Exercise instructions: Output the data once more, exactly as given.

Collected data:
:::
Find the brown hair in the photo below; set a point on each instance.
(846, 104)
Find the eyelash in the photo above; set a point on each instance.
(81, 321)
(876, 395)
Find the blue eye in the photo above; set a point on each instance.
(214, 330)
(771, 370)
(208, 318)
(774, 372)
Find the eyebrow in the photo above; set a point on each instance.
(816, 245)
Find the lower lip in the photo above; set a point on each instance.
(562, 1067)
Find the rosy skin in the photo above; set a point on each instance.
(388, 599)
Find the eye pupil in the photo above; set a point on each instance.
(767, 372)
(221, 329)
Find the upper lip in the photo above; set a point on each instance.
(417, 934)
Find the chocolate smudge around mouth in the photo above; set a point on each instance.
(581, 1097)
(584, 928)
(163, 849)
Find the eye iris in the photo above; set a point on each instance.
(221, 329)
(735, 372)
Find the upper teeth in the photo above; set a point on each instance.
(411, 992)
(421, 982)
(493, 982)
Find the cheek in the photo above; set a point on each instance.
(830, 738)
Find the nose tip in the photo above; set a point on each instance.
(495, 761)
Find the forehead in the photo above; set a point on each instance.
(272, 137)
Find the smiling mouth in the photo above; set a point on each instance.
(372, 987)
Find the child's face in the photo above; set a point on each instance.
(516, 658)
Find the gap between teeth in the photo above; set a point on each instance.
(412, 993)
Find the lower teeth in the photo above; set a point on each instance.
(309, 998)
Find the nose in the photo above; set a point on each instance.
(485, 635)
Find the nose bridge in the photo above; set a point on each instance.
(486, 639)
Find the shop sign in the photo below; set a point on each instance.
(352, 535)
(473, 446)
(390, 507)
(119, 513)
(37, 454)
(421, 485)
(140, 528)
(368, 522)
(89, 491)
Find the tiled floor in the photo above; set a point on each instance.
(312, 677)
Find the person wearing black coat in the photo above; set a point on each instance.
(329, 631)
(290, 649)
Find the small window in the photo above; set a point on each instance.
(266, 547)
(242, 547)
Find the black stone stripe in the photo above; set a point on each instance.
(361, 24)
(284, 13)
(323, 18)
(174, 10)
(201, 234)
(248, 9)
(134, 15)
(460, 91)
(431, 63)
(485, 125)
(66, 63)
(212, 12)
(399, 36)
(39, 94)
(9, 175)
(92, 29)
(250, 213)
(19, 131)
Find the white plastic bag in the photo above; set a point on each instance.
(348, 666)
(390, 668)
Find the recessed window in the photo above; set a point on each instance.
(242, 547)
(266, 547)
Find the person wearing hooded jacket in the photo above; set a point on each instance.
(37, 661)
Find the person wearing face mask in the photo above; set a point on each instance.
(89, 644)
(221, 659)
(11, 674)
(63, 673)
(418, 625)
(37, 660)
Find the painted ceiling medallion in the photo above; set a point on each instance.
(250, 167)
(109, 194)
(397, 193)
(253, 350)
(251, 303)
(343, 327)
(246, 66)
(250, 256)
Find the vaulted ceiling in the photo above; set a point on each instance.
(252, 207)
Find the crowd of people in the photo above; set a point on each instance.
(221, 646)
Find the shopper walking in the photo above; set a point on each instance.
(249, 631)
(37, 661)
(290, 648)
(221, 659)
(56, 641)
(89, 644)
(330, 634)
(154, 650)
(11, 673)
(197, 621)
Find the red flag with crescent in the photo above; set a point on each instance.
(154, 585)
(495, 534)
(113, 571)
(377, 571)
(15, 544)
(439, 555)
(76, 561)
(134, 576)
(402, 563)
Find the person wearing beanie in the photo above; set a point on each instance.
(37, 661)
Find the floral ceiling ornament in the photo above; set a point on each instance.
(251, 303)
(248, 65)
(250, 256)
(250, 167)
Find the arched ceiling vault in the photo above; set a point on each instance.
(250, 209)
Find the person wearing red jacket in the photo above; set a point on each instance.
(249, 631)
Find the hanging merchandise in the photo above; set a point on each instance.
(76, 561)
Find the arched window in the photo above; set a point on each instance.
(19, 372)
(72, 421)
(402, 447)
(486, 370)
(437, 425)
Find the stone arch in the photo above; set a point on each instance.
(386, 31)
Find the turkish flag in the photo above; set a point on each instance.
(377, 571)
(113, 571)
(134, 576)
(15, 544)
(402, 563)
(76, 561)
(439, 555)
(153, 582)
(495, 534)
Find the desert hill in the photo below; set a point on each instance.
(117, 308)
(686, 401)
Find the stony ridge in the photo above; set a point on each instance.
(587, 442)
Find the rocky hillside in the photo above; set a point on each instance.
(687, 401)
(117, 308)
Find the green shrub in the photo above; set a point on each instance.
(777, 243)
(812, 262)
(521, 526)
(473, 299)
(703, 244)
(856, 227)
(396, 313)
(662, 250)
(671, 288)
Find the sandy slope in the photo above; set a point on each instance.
:::
Answer:
Find the brown hair in the photo below; set a point on each instance.
(846, 104)
Find the eyelash in the photo above; set a point on each instance.
(81, 321)
(876, 395)
Find the blue eye in the photo above; set a point on each instance.
(214, 330)
(771, 370)
(208, 318)
(774, 372)
Find the eyebrow in the photo above; set a point on each instance.
(816, 245)
Find the lower lip in the photo above; set a point on each instance.
(562, 1067)
Find the rosy skin in the photo above; set a point on each instance.
(388, 599)
Find the eye pupil in the photo above; set a point on each instance.
(767, 372)
(221, 329)
Find the upper lip in the photo above; set a point on each instance.
(417, 934)
Find the chocolate smudge around mouth in the photo above; set a point on each instance.
(581, 1097)
(584, 928)
(163, 849)
Find the eye iris in the photo above; set a point on each instance.
(221, 329)
(735, 372)
Find the upper teeth in the photo above; set a point on each instance.
(411, 992)
(421, 982)
(493, 982)
Find the cheek in the photo above; set a point on each instance.
(830, 738)
Find the nose tip in the photo above; set a point on each instance.
(495, 761)
Find the forehead in the photo above; set a point on each instance.
(272, 137)
Find the smiling mouth in the photo above; set a point on each instance.
(372, 987)
Find the child's face in the photo above; set a point on each instance.
(516, 658)
Find the gap between teeth in the photo above; set a point on each instance.
(412, 993)
Find the lower teeth in the photo above; set a point on each instance.
(309, 998)
Find the nose in the photo above; set a point on each instance.
(485, 635)
Find the nose bridge in the photo above; set a point on each instance.
(486, 639)
Find the shop sign in the photo below; set a point on each instance.
(352, 535)
(473, 446)
(390, 507)
(119, 513)
(37, 454)
(421, 485)
(140, 528)
(368, 522)
(89, 491)
Find the tiled floor in the photo above; set a point on each instance.
(312, 677)
Find the person wearing black coat in the photo above; set a point on each instance.
(329, 631)
(290, 649)
Find the small window in the photo above; set a point on each instance.
(266, 547)
(242, 547)
Find the black stone stripe in the photo above; set a point on each instance.
(361, 24)
(284, 13)
(323, 18)
(174, 10)
(201, 234)
(248, 9)
(134, 15)
(460, 91)
(431, 63)
(485, 125)
(66, 63)
(212, 12)
(399, 36)
(39, 94)
(9, 175)
(92, 29)
(250, 213)
(19, 131)
Find the white plastic bag in the photo above; set a point on each instance.
(348, 666)
(390, 668)
Find the recessed window in the photo above; set a point on each instance.
(242, 547)
(266, 547)
Find the person wearing hooded jacket in the photo above; set a point on each instance.
(37, 661)
Find the person wearing face mask in the photo above; set a point on each instance.
(89, 644)
(221, 659)
(11, 674)
(63, 673)
(418, 625)
(37, 660)
Find the painted ceiling medallion in the photo above; set a point on each instance.
(250, 167)
(109, 194)
(397, 193)
(253, 350)
(251, 303)
(343, 327)
(246, 66)
(250, 256)
Find the vaulted ceiling in the photo above; set a point on each instance.
(252, 207)
Find the crowd of people in the photo above; set a point on each instance.
(221, 646)
Find the shopper walking in the photo above; set a point on each instance.
(249, 631)
(37, 661)
(290, 648)
(221, 659)
(56, 641)
(89, 644)
(330, 634)
(154, 650)
(11, 673)
(197, 621)
Find the red flag with crescent in the photo above; set a point on each instance.
(154, 585)
(495, 534)
(113, 571)
(377, 571)
(15, 544)
(439, 555)
(76, 561)
(134, 576)
(402, 563)
Find the person wearing beanie in the photo above; set a point on each instance.
(37, 661)
Find the floral ceiling ornament in the photo above; set a point on each instance.
(251, 303)
(248, 65)
(250, 256)
(250, 167)
Find the arched ceiling vault in the photo above; set a point on each instance.
(250, 209)
Find the person wearing red jacket in the photo above; set a point on each instance.
(249, 631)
Find the hanging merchandise in the photo above; set a point on each instance.
(76, 561)
Find the arched window in the photo above; set a point on each instance.
(19, 372)
(72, 421)
(402, 447)
(486, 370)
(437, 425)
Find the stone arch in the photo above; set a point on each instance.
(386, 31)
Find the turkish flag in the photo above; set a point on each instance.
(377, 571)
(113, 571)
(134, 576)
(15, 544)
(402, 563)
(76, 561)
(439, 555)
(153, 582)
(495, 534)
Find the desert hill in the photo below; set a point on each instance.
(117, 308)
(686, 401)
Find the stony ridge in the photo above; set a point on each instance.
(587, 442)
Find the rocky hillside in the photo above; set a point on each instance.
(687, 401)
(117, 308)
Find the green shrub in the photo above; set a point on each instance.
(777, 243)
(812, 262)
(521, 526)
(473, 299)
(703, 244)
(856, 227)
(396, 313)
(662, 250)
(671, 288)
Find the sandy slope in the photo above; set a point on each instance.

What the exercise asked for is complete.